» What you should do: Pull each line containing "building" out of the data and copy it.

━━ Given data

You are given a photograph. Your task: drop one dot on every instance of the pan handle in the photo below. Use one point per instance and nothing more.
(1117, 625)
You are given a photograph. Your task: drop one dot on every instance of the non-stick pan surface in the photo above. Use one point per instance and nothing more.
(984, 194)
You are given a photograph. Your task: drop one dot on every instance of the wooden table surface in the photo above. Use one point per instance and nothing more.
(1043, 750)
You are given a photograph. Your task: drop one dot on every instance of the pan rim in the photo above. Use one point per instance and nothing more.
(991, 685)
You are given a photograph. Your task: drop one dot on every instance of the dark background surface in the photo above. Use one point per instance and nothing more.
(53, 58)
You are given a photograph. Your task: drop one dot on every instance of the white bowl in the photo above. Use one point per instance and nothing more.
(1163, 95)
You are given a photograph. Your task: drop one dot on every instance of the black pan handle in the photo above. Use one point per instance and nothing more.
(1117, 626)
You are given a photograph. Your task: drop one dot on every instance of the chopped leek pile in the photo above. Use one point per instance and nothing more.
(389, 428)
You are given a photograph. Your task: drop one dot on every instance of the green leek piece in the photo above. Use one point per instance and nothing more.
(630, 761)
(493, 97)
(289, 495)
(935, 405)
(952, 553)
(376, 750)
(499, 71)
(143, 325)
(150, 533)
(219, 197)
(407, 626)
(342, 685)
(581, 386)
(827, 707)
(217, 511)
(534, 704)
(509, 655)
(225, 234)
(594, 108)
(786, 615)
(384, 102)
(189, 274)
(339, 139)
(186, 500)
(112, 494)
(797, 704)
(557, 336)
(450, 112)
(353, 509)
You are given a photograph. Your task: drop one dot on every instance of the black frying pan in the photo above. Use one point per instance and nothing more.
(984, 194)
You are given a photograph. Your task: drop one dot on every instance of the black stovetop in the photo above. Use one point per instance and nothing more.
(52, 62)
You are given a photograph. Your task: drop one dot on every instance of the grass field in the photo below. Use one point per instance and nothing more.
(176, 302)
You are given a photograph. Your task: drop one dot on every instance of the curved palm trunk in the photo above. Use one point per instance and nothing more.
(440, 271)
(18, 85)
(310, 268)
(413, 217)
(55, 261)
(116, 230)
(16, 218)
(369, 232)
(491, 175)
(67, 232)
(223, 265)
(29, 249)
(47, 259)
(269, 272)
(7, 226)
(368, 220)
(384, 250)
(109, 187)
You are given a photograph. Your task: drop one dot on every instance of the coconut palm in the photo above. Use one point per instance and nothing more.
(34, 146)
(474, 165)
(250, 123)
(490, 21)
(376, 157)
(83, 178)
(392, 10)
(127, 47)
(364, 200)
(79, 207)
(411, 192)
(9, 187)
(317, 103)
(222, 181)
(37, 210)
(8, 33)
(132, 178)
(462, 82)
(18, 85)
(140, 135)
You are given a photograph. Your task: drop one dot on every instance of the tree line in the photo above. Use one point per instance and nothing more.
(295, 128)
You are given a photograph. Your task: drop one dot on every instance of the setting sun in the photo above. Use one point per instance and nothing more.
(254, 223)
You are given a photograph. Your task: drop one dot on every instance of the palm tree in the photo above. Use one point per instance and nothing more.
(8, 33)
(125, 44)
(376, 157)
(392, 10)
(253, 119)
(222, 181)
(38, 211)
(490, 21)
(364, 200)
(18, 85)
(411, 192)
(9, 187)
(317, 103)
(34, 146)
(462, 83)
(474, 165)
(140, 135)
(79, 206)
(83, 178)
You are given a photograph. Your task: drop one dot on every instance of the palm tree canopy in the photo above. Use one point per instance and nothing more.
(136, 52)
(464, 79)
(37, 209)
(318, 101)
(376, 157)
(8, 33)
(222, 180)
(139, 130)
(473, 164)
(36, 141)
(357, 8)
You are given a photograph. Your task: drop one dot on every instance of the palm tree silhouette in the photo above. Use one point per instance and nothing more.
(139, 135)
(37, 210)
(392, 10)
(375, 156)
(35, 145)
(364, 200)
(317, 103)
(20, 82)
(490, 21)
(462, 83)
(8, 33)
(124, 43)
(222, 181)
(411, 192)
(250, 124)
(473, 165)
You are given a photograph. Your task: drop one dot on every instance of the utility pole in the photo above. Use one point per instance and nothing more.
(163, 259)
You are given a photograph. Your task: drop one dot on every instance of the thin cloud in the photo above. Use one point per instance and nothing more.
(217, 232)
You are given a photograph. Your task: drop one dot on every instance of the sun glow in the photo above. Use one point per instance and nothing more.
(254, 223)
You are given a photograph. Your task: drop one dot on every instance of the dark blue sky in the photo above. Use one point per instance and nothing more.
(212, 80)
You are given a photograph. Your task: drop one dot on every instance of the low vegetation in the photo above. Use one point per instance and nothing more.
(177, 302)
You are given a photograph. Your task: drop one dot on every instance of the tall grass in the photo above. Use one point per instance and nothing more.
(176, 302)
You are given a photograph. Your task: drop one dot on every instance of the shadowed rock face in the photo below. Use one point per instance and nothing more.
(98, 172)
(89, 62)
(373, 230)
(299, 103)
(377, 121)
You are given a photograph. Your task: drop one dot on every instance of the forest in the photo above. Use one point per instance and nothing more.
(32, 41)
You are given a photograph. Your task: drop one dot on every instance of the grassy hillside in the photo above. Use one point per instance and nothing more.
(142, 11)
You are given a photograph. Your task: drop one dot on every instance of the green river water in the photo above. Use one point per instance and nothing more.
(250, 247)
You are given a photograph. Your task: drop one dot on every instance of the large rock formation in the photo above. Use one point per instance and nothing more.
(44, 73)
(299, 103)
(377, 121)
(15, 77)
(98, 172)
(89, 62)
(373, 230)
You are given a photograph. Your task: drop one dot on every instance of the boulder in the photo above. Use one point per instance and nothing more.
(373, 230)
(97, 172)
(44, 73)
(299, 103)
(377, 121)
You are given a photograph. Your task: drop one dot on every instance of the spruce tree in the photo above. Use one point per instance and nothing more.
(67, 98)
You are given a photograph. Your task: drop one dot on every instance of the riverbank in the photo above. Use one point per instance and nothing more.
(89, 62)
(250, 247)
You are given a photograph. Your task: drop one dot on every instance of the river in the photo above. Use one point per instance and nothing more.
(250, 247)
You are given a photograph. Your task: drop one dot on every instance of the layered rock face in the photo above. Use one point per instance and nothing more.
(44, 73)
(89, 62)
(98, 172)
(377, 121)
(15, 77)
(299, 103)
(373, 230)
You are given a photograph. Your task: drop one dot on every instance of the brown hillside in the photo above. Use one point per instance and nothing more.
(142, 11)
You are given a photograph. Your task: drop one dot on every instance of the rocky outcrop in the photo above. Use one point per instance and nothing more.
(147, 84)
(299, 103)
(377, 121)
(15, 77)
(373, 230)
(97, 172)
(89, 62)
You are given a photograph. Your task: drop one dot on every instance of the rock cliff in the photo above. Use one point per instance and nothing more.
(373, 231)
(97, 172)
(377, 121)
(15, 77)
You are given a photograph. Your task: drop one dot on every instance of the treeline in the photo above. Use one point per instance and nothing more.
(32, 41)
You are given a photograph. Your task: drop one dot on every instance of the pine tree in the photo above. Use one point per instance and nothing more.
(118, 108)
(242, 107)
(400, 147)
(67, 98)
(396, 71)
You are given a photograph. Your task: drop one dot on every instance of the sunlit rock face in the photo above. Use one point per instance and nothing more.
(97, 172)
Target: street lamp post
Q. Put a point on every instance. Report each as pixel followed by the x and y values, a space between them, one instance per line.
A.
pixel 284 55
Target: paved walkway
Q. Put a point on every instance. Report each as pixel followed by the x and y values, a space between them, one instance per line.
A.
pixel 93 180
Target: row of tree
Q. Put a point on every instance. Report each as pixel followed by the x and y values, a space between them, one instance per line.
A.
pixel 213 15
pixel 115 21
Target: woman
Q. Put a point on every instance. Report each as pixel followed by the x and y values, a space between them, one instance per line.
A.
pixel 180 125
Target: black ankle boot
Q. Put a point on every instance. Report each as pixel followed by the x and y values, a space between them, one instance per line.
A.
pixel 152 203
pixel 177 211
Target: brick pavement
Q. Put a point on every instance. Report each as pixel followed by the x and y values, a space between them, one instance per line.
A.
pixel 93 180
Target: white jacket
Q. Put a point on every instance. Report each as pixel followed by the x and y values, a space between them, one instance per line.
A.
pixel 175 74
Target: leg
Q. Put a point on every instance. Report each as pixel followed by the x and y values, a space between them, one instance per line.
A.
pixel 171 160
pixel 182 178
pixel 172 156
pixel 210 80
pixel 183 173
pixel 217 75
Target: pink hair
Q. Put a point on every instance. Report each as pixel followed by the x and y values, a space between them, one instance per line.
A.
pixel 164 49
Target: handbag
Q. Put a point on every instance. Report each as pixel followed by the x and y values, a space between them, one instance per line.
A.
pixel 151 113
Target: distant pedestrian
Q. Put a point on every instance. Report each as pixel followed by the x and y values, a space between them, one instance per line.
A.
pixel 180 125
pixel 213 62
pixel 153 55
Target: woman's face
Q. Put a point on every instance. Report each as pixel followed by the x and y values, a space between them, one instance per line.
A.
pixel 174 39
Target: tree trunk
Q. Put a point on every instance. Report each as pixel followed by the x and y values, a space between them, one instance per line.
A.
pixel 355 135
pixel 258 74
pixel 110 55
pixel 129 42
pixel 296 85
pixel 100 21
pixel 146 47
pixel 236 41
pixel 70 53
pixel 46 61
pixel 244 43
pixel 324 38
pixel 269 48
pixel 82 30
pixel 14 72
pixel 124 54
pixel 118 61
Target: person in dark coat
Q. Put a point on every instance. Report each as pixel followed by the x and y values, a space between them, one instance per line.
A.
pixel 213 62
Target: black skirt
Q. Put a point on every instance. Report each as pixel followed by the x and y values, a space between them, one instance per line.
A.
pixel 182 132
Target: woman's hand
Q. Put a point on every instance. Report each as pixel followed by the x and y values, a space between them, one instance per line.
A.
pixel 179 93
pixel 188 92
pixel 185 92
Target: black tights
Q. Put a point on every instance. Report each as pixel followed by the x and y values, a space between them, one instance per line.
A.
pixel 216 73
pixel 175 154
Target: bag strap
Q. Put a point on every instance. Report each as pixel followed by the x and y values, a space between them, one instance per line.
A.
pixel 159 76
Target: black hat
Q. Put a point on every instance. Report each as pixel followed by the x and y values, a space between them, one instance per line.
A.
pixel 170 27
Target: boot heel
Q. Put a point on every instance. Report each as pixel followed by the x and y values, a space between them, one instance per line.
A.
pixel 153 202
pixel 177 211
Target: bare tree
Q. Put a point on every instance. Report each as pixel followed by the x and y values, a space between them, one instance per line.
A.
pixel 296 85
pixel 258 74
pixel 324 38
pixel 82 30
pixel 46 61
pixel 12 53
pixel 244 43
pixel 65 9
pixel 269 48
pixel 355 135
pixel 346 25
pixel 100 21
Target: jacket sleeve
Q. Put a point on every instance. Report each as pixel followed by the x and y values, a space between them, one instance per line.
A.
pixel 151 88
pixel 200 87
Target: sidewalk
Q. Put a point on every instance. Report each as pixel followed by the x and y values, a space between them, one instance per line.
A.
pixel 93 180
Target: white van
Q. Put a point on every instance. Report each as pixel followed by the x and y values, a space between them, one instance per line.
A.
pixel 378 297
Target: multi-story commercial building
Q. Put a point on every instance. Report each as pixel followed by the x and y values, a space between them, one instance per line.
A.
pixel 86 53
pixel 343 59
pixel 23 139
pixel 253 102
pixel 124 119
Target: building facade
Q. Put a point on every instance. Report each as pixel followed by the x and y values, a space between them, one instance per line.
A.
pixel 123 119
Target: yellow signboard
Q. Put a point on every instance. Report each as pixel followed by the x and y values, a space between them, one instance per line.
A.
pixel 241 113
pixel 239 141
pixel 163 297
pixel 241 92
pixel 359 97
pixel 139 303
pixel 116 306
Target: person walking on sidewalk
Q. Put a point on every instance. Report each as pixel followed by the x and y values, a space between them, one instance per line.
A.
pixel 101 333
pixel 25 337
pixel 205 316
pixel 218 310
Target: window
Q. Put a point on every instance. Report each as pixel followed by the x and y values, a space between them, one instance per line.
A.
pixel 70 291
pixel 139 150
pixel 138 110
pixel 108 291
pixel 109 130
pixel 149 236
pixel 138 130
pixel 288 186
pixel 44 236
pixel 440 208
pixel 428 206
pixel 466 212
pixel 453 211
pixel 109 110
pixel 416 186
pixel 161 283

━━━━

» Written answer:
Target: multi-story commercial building
Target: building facade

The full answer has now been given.